Output exactly the lines that come between the start of the material and the line containing "<instances>", both ends included, with the pictures omitted.

--- STUDY MATERIAL Enclosed Below ---

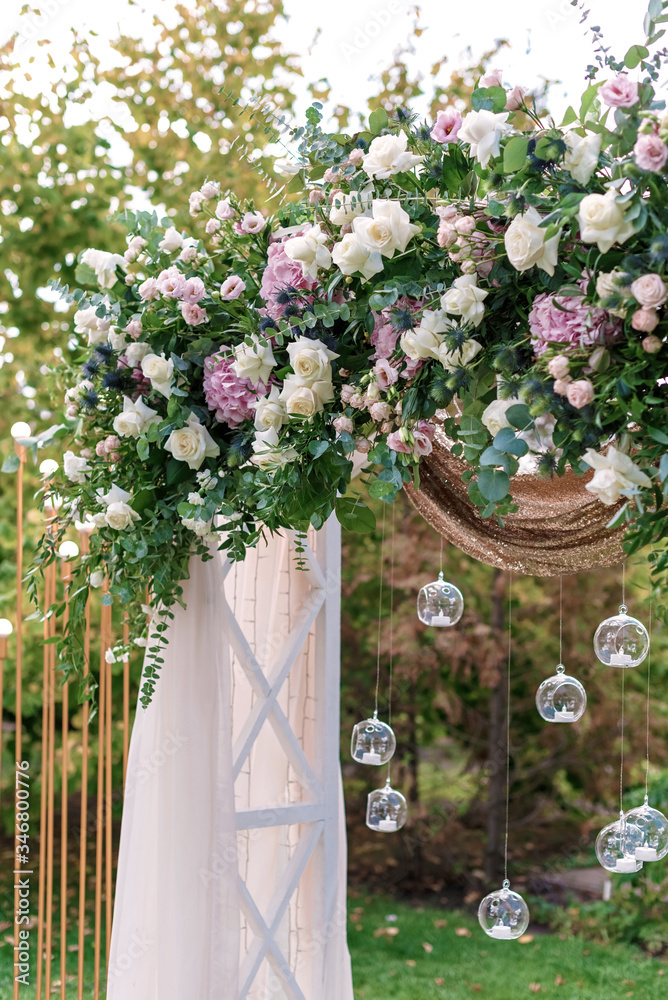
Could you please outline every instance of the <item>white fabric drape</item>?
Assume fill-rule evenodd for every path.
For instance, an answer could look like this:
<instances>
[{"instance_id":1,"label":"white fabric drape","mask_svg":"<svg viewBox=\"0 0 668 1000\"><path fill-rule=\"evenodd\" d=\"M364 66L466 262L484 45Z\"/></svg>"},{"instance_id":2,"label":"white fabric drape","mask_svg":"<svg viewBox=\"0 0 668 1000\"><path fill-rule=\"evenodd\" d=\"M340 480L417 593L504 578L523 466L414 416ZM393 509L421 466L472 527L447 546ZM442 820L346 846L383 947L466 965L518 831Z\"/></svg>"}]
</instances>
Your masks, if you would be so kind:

--- End of Enclosed STUDY MATERIAL ---

■ RESULT OF THIS EXERCISE
Could you please outline every instance of the <item>white fabric drape</item>?
Assume fill-rule evenodd for every path.
For instance, an answer could look like this:
<instances>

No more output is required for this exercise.